> QUOTED TEXT:
This paper contributes to the extant literature in two ways. First, while there are many studies about the impact of transportation infrastructure on manufacturing firms’ location choices, few have separated polluting firms from general manufacturing firms. However, as the importance of sustainable development has become a global consensus, studying how local governments in developing countries balance economic development and environmental protection is important. Second, our paper adds to the pollution haven hypothesis in that polluting firms also have strong preferences for transportation infrastructure. After being connected to a highway network, regions near provincial boundaries would deliberately reduce environmental regulation to attract polluting firms. This finding suggests that the construction of highways has a distributional effect on polluting firms.
The rest of this paper is organized as follows.
Section 2 presents the data and the empirical strategy.
Section 3 presents the regression results and the robustness check.
Section 4 and
Section 5 explore the heterogeneity and the channels through which highway construction affects the entry of polluting firms.
Section 6 concludes.
5. Mechanism
Since the incentive of local governments is crucial in determining manufacturing firms’ locations in China [
42,
43], we explored in more detail through what channels a highway connection can increase the entry of polluting firms. We considered three possible channels: a decrease in environmental regulation, increasing concerns about economic development, and employment. According to Li and Chen. (2018) [
41], employment is a critical concern when local governments allow the entry of polluting firms. In addition, they find that air pollution is an important non-economic factor that can influence polluting firms’ compensation to employees through wage increases.
We adopted the methodology used by Chen and Chen (2018) [
39] in choosing a set of key words that can capture local governments’ concerns about environmental protection. We counted the number of times these environment-related key words appear in government reports, calculated their proportion in the entire government reports, and used this proportion as a proxy for local governments’ concerns for environmental protection. In a similar fashion, we calculated the proportion of key words related to economic development and employment in government reports and used them as proxies for the local governments’ concerns about economic growth and employment.

> SUPPLIED MATERIAL:
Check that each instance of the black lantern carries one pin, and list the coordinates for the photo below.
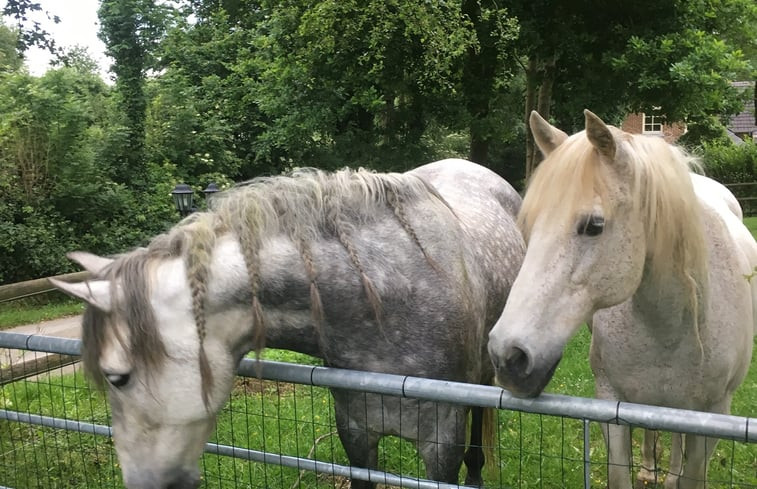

> SET EXERCISE: Edit the excerpt on highways and polluting firms, starting at "The rest of" and ending at "Section 6 concludes.", so that "regression results" is replaced with "estimation results". The lines placed after the text have no connection to it.

> FULL RESPONSE:
The rest of this paper is organized as follows.
Section 2 presents the data and the empirical strategy.
Section 3 presents the estimation results and the robustness check.
Section 4 and
Section 5 explore the heterogeneity and the channels through which highway construction affects the entry of polluting firms.
Section 6 concludes.